> EXERCISE MATERIALS

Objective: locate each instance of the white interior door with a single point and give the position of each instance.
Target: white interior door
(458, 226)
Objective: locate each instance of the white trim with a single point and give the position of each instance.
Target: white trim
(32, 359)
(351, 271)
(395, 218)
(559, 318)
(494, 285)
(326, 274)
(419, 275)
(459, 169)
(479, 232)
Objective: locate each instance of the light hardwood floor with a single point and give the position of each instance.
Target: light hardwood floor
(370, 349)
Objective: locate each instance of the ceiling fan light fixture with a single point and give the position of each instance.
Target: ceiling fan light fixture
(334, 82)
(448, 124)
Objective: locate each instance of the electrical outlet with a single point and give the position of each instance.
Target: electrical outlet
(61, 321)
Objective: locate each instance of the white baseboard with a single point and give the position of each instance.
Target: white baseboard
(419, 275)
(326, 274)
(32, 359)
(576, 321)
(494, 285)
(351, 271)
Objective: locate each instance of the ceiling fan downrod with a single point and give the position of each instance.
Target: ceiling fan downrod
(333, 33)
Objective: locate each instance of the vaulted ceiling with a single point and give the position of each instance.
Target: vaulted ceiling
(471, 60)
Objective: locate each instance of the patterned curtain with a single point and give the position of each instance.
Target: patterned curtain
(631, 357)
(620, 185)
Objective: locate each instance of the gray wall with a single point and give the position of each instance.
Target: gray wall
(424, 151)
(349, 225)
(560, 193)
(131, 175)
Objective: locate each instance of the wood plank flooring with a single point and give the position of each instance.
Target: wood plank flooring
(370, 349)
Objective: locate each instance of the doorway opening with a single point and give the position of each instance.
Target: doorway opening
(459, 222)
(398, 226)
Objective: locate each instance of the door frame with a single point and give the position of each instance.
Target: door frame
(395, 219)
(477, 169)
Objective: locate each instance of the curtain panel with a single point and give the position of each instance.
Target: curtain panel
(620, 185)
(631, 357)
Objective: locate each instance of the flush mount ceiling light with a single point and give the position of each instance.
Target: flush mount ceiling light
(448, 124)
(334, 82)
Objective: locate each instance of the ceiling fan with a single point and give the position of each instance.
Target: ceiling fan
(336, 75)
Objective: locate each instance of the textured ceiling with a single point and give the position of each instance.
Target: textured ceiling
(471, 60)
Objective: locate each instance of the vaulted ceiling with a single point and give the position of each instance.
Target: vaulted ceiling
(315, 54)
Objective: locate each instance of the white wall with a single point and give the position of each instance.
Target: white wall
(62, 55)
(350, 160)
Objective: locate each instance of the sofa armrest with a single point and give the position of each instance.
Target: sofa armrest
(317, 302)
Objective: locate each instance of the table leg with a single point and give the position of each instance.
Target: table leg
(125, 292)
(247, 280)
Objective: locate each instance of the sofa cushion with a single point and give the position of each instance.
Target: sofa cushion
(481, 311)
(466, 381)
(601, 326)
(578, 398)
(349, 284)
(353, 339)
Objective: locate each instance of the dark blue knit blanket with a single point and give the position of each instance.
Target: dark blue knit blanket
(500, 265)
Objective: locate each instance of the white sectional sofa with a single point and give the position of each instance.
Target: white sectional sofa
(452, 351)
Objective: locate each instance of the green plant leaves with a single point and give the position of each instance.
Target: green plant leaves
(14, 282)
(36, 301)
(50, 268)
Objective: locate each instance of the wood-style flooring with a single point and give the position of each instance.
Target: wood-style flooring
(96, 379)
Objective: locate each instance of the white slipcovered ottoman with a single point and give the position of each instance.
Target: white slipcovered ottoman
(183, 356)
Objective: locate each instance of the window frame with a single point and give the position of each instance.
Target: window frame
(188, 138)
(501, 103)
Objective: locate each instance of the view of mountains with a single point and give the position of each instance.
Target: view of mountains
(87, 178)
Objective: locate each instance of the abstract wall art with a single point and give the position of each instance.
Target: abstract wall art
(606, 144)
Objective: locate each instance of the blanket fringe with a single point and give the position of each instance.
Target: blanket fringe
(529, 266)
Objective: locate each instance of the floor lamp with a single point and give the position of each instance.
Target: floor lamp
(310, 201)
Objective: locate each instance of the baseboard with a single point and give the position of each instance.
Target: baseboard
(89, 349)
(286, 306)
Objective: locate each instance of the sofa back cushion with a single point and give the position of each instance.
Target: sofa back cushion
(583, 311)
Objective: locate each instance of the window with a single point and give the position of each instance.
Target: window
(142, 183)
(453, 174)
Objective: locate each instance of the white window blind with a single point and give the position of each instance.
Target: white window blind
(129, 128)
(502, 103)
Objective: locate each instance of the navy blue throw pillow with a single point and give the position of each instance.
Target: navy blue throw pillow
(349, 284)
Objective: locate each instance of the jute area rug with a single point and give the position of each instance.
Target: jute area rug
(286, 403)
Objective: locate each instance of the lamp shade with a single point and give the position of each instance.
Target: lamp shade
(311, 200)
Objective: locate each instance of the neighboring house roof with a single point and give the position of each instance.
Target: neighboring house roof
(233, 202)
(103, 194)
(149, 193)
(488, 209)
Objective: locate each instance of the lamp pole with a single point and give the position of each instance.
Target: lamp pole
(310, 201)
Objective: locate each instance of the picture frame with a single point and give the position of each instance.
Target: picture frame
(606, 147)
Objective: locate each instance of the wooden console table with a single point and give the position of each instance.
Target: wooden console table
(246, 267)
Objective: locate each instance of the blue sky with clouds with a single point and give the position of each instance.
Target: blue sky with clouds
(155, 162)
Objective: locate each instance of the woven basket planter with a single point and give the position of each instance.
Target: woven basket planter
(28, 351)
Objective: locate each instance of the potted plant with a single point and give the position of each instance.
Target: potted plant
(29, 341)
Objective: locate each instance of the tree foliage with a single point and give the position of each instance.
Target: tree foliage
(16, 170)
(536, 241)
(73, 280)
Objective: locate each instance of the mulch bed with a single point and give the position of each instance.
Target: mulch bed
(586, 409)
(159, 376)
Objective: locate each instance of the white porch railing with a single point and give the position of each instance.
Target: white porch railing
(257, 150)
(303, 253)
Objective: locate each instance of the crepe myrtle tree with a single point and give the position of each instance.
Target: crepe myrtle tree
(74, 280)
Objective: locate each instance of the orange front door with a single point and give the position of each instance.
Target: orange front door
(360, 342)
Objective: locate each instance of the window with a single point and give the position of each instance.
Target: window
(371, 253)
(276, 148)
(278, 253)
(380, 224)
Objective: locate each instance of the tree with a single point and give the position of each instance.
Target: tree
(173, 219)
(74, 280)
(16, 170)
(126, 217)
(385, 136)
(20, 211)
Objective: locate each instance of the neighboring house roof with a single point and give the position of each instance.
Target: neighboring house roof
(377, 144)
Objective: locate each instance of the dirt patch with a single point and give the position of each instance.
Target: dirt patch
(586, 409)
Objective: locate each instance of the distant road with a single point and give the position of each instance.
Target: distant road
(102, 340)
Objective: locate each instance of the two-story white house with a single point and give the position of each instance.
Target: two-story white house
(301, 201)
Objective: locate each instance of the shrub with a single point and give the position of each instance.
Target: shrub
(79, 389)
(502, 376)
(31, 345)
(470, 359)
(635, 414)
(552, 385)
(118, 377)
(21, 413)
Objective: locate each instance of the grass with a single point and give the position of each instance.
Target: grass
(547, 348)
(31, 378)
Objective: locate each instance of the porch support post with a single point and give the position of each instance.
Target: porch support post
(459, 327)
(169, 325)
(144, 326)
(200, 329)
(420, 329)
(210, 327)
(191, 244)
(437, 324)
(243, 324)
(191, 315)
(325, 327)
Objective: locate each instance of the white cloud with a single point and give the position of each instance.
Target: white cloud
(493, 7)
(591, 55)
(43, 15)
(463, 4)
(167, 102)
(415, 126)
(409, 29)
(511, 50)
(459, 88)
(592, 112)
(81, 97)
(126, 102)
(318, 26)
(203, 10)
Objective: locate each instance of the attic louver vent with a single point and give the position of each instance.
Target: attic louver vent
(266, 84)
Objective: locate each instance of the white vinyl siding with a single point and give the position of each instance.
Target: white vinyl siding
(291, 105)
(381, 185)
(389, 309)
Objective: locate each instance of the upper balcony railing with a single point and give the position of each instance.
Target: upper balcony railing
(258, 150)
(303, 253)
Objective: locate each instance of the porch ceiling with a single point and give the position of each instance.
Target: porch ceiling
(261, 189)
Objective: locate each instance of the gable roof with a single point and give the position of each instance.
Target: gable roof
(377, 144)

> EXERCISE DIRECTIONS
Look through the material above and print exactly the lines from the one containing "Objective: locate each instance of the grass" to the one containing "Objective: locate each instance of the porch support", both included, and nothing more.

> EXERCISE RESPONSE
Objective: locate each instance of the grass with a single point and give the position of each instance.
Target: grass
(547, 348)
(31, 378)
Objective: locate each instance of the porch support post with a single point and give the position of each instance.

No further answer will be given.